WORK TO DO:
1) In the mailing-list message about the HP 150, why does one writer say that the claim that the HP150 has no commands for sending or receiving specific strings over the HP-IB is "news to me (and I guess to HP)"?
2) Answer these from the mailing-list message about the HP 150:
(a) What does the writer at the top ask where to obtain?
(b) What date and time appear on the "Sent" line?
(c) What two other names are given for the IEEE-488 port?

PROVIDED TEXT:
§
Say, while I'm wasting everyone's time, where might I obtain a boot
disk for my HP 150? Would any version of Dos 2.1 work or do I need
an HP version. And many thanks all. This really is a swell bunch of
people you have here!!
-----Original Message-----
From: CLASSICCMP-owner(a)u.washington.edu
[mailto:CLASSICCMP-owner@u.washington.edu]On Behalf Of
jeff.kaneko(a)juno.com
Sent: Thursday, July 29, 1999 10:38 PM
To: Discussion re-collecting of classic computers
Subject: GPIB,'C' and the HP-150 (was:Re: Tek 4041)
On Thu, 29 Jul 1999 21:51:04 Joe <rigdonj(a)intellistar.net> writes:
Tony,
At 11:16 PM 7/29/99 +0100, you wrote:
>> , but
>> >doesn't the HP150 have an IEEE-488 port (aka GPIB, HPIB) as
>> >standard.
>>
>> Yes, it does but the 150 uses the port to connect to
peripherals
>> operating under MS-DOS. It has no commands
that will let you
send or
>> recieve specific strings over the HP-IB.
>
>That's news to me (and I guess to HP). The HP150 Technical
Reference
>Manual has a section entitled 'HPIB
Interfacing' which describes
how to
use the HPIB
port for non-disk devices.
§
RECORDED INFORMATION:
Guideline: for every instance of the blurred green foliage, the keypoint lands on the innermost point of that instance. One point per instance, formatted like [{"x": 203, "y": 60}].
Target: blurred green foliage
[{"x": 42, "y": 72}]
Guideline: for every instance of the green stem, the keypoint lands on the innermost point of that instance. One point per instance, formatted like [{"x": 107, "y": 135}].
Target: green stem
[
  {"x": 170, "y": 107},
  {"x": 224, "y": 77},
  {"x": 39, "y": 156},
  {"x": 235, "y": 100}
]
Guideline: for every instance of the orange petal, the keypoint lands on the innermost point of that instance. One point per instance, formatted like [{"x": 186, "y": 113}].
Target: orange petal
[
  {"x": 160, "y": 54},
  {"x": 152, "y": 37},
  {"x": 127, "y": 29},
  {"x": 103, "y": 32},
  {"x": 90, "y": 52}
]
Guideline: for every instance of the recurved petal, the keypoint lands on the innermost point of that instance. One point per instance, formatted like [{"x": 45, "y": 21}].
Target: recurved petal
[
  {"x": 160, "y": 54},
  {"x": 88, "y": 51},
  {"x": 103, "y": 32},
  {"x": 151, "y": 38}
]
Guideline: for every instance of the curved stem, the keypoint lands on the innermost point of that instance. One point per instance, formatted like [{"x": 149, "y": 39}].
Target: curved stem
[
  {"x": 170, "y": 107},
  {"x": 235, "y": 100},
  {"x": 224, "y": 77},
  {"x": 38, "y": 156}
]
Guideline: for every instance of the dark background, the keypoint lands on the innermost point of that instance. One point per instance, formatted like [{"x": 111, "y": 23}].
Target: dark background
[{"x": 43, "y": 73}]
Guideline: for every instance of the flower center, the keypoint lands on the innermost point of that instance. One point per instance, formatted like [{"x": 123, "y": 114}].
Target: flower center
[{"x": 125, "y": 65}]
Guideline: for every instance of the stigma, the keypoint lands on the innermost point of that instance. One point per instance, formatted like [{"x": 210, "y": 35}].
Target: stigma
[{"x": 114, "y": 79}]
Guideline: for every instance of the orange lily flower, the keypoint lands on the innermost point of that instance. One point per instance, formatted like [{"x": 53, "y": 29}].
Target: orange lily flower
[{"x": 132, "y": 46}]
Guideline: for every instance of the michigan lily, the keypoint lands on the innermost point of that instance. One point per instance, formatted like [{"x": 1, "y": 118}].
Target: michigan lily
§
SOLUTIONS TO EACH TASK:
1) The writer says this because the HP150 Technical Reference Manual has a section titled 'HPIB Interfacing.' That section describes how to use the HPIB port for non-disk devices.

2)
(a) A boot disk for an HP 150.
(b) Thursday, July 29, 1999 10:38 PM.
(c) GPIB and HPIB.